Текст документа |
====
1 февраля 2016Академическая музыка
196

«Я не верю в Бога»

Филипп Херревеге о коррупции, Бахе и психиатрии

текст: Григорий Кротенко
Detailed_picture© Michiel Hendryckx

Московскую филармонию с программой из кантат Баха и Букстехуде посетил знаменитый барочный ансамбль Collegium Vocale Gent во главе со своим шефом Филиппом Херревеге. Между репетицией и концертом одну из икон европейского аутентизма проинтервьюировал Григорий Кротенко.

— Зачем вы дирижируете музыкой Баха? Ведь, как я понимаю, сам Бах так не делал? В чем состоит ваша работа на сцене?

— Все-таки он немножко подмахивал. Но не так, как современные дирижеры, стоя на подиуме перед оркестром. Он дирижировал, сидя за клавесином.

По сравнению с баховскими временами ситуация теперь совсем иная: его музыканты играли в основном только его музыку. А возьмем, к примеру, меня: я сегодня дирижирую Баха, на прошлой неделе — 5-ю симфонию Брукнера, а на следующей — Торжественную мессу Бетховена. Так что вы видите: и дирижер, и все музыканты нашего ансамбля исполняют музыку всех родов и стилей. Необходимость в дирижере теперь гораздо выше, чем во времена Баха. Особенно на репетициях. Моя задача — сказать: «Мы пойдем таким путем!» Вы же были на репетиции, разве нет? Так что вы видели, чем я там занимаюсь. А руками размахивать — это не так важно.

У нас в ансамбле прекрасные музыканты, все. Даже если я не смогу выйти на сцену — заболею или просто забуду, — они, конечно, отлично выступят и без меня в любом случае. Так что моя наиважнейшая роль — проводить репетиции. А затем на концерте пытаться подарить что-то вроде вдохновения. Я руковожу музыкальным временем, задаю темпы, но все же главное, зачем я нахожусь на сцене, — это вдохновлять.

Конечно, кантаты Баха — это не «Весна священная» Стравинского, где нужно гораздо больше показывать руками. Так же как и в каком-нибудь концерте для фортепиано с оркестром. Тогда мое дирижирование несет другую функцию.

— Вы легко переключаетесь с «вдохновляющего дирижирования» ансамблем старинных инструментов на управление современным большим симфоническим оркестром?
====
Предоставленные материалы |
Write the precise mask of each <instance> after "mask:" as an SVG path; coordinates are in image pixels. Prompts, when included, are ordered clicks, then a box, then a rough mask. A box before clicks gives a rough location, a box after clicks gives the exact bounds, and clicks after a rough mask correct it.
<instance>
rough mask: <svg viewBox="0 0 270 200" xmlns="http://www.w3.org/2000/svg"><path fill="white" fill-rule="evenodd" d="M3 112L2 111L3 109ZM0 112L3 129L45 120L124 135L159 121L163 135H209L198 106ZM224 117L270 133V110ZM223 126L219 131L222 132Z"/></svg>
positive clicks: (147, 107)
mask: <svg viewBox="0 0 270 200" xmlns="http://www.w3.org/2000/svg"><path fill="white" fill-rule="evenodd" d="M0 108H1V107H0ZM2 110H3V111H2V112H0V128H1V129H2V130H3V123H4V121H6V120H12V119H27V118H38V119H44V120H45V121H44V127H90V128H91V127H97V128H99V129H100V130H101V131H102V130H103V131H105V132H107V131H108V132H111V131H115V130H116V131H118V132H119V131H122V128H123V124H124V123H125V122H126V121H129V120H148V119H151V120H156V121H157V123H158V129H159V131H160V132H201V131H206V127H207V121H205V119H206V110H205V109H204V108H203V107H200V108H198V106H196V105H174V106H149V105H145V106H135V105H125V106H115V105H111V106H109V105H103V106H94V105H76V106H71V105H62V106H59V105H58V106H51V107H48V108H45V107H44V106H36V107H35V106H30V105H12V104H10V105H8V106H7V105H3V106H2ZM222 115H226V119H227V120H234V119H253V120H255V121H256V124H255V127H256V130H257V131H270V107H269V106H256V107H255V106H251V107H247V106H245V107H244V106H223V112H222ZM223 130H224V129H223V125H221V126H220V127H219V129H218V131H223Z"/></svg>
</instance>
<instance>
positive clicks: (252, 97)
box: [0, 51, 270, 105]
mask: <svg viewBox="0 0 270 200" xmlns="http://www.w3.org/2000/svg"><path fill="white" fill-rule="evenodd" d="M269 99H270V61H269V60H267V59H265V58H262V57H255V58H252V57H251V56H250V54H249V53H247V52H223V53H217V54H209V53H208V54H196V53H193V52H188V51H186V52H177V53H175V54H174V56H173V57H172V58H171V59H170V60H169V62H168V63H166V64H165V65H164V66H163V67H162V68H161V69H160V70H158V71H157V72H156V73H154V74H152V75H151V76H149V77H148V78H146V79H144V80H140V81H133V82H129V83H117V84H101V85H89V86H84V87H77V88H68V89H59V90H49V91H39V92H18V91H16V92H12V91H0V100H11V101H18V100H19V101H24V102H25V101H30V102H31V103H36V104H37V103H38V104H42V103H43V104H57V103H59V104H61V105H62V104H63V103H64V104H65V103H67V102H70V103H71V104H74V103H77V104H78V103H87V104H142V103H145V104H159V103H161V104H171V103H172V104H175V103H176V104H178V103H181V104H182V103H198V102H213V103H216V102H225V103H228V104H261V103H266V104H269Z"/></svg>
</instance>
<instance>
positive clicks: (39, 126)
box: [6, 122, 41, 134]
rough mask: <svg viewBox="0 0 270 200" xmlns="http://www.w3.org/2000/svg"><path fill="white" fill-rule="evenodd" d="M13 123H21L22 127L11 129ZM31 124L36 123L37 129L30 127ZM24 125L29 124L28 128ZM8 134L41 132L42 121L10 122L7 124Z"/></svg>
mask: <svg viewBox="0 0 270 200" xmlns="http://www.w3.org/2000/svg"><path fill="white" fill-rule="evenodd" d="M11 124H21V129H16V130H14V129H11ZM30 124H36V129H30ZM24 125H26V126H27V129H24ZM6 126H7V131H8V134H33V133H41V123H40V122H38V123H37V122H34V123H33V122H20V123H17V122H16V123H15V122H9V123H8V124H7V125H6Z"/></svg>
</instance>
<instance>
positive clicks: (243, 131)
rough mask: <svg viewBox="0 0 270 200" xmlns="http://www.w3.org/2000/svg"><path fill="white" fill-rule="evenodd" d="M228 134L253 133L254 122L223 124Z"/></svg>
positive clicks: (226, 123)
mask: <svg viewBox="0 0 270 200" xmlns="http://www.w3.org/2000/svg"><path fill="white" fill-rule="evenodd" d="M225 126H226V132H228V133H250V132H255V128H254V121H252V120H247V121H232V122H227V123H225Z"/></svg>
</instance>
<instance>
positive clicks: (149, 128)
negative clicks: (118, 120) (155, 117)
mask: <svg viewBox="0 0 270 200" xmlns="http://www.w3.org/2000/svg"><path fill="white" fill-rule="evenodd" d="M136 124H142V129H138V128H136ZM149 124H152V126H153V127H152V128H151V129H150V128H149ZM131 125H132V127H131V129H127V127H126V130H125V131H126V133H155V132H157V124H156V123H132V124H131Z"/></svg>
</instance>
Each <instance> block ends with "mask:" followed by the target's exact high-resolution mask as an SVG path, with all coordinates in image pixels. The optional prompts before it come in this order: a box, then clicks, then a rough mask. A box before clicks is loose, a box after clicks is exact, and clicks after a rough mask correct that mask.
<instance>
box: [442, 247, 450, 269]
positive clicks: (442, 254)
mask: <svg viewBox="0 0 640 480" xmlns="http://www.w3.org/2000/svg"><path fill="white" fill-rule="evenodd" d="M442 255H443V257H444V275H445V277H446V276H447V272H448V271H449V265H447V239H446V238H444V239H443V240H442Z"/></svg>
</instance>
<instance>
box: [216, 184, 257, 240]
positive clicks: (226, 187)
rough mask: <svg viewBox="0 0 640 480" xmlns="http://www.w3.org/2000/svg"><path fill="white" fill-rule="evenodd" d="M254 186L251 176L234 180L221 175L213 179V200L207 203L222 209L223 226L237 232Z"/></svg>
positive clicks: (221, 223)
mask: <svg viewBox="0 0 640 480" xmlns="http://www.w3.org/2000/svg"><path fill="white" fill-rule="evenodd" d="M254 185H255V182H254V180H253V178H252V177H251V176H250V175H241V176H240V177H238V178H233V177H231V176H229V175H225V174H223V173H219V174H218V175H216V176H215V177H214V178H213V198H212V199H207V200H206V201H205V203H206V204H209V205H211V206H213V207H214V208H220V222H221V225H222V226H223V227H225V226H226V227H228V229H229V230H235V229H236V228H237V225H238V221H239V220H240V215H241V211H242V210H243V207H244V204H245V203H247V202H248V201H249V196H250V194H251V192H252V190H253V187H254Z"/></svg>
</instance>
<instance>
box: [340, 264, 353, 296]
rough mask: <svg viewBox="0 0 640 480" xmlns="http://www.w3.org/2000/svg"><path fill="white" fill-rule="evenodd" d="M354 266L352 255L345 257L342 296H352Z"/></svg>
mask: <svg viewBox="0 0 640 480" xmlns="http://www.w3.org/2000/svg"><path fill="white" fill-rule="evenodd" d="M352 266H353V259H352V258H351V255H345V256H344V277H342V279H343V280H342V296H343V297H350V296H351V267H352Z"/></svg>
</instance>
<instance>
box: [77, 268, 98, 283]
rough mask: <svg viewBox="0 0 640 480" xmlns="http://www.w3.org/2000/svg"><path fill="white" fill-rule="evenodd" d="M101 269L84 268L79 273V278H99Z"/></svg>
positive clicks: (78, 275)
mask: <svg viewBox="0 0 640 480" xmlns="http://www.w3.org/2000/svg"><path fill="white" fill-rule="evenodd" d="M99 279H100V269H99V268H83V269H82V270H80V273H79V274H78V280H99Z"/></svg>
====
Рабочее задание A |
Подсчитайте, в скольких строках записей встречается строка «coordinates». В ответе укажите только число.
Рабочее задание B |
Пожалуйста, продолжите интервью с Филиппом Херревеге, начав сразу после последнего приведенного в нем вопроса.

Место для ответа A |
2

Место для ответа B |
— На следующей неделе я предстану перед Роттердамским оркестром. Это, знаете ли, очень хороший оркестр. Мы делаем «Торжественную мессу» Бетховена, и это очень сложно. Там я должен буду дирижировать по-настоящему. В небольшом составе, которым мы здесь, в Москве, выступаем, очень хорошо всем друг друга слышно. Но в «Торжественной мессе» это не так. Музыканты смотрят на дирижера, чтобы сориентироваться, где они находятся вообще, чтобы как-то совпасть.

— И вы изменяете вашу дирижерскую манеру в зависимости от программ и составов?

— Ну, мне так кажется.

— А как налаживается контакт с современным оркестром? Как быстро они вас понимают и принимают?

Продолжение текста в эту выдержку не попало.